[[ PROVIDED TEXT open ]]
It is a step forward that 29 states have already legalized medical marijuana and 12 additional states are considering doing so. Despite prejudiced pushback from the retrogressive Trump administration, it seems clear that most, if not all, states will legalize medical pot within the next few years.

Systematic research on the medical uses of pot is extremely limited because of unwise restrictions imposed by the Drug Enforcement Agency (more on this problem in our next blog). From a public health perspective, pot’s most important medical benefit is in the management of chronic pain- states that legalize pot have a marked and immediate reduction in potentially deadly opioid overdoses.

Pot is also fairly well established as helpful in cancer patients, for some neurological conditions, and for glaucoma. Its role in psychiatry is unclear, but many people use marijuana to reduce anxiety, depression, insomnia, and anorexia.

Full Legalization Makes the Most Sense

Eight states and the District of Columbia have legalized recreational marijuana use, making pot available to one fifth of the US population. This leaves 21 states where it is legal – but only medicinally – and 21 where pot use remains completely illegal.

The hypocrisy of medical pot is that it becomes such an easy and transparent vehicle for obtaining recreational pot.

Getting a card authorizing medical use can take less than five minutes of “medical examination”; can be done via smartphone; is remarkably cheap; and can be followed by an immediate delivery via Uber.

Medicinal pot is of course used by some people for medicinal purposes. But for many others it is the equivalent of medicinal alcohol use during Prohibition. Pot dispensaries become the equivalent of the Prohibition “speakeasies.”

Why is This Bad?

Legalizing pot for medicinal use beats not legalizing it at all. But it prolongs disrespect for the law; creates a shady cohort of prostituted doctors and dishonest pot clinics; and promotes a black market of pot for resale.

Far better to legalize all pot use, tax it, and ensure quality. States that persist in pot puritanism counterintuitively create much worse drug problems for themselves. Well-regulated sales of safe pot will not result in overdose deaths. Opioid prescriptions by doctors and synthetic pot sales by criminals are far more dangerous.
[[ PROVIDED TEXT closed ]]
[[ LISTED RECORDS open ]]
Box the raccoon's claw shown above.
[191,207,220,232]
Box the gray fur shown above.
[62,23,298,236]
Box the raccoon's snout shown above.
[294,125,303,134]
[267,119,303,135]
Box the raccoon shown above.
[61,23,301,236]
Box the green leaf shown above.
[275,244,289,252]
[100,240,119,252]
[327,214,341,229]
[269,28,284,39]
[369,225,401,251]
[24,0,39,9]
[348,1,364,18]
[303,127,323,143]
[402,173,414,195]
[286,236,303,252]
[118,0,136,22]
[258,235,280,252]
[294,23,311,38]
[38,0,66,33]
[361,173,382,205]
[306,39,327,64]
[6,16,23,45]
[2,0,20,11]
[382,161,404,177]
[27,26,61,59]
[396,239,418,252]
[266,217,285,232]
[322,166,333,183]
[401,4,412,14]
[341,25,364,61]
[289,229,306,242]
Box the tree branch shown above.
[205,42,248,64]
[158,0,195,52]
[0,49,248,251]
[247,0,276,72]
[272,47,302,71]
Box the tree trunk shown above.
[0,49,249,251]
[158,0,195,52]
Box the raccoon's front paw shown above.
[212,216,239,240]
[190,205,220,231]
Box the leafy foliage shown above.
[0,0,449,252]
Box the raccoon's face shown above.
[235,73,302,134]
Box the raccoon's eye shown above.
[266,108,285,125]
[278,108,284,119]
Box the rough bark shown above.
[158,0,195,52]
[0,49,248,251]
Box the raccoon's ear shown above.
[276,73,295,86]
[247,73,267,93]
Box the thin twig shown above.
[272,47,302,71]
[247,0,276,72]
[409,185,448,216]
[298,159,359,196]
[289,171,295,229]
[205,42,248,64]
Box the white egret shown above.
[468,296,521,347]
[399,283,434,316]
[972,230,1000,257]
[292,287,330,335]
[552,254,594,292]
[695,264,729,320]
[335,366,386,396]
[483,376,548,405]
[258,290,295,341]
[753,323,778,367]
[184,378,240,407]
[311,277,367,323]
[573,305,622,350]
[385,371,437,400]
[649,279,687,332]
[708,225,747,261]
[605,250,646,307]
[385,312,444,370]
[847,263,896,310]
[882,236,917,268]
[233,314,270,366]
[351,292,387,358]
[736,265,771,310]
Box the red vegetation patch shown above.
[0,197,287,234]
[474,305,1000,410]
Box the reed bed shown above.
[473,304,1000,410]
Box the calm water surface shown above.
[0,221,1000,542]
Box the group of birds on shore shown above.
[[ LISTED RECORDS closed ]]
### [TASK SET]
(a) Translate this sentence from the marijuana legalization text into Spanish: "Far better to legalize all pot use, tax it, and ensure quality."
(b) In one to three sentences, state why the marijuana legalization text considers legalizing pot for medicinal use alone to be bad.
(c) Repeat, word for word, the part of the marijuana legalization text that opens with the words containing "Medicinal pot is" and closes with "far more dangerous.".
The entries are separate material, independent of the marijuana legalization text.

### [SOLUTIONS TO THE EXERCISE]
(a) Es mucho mejor legalizar todo uso de la marihuana, gravarlo con impuestos y garantizar su calidad.

(b) Medical pot becomes an easy and transparent vehicle for obtaining recreational pot. As a result, it prolongs disrespect for the law, creates a shady cohort of prostituted doctors and dishonest pot clinics, and promotes a black market of pot for resale.

(c)
Medicinal pot is of course used by some people for medicinal purposes. But for many others it is the equivalent of medicinal alcohol use during Prohibition. Pot dispensaries become the equivalent of the Prohibition “speakeasies.”

Why is This Bad?

Legalizing pot for medicinal use beats not legalizing it at all. But it prolongs disrespect for the law; creates a shady cohort of prostituted doctors and dishonest pot clinics; and promotes a black market of pot for resale.

Far better to legalize all pot use, tax it, and ensure quality. States that persist in pot puritanism counterintuitively create much worse drug problems for themselves. Well-regulated sales of safe pot will not result in overdose deaths. Opioid prescriptions by doctors and synthetic pot sales by criminals are far more dangerous.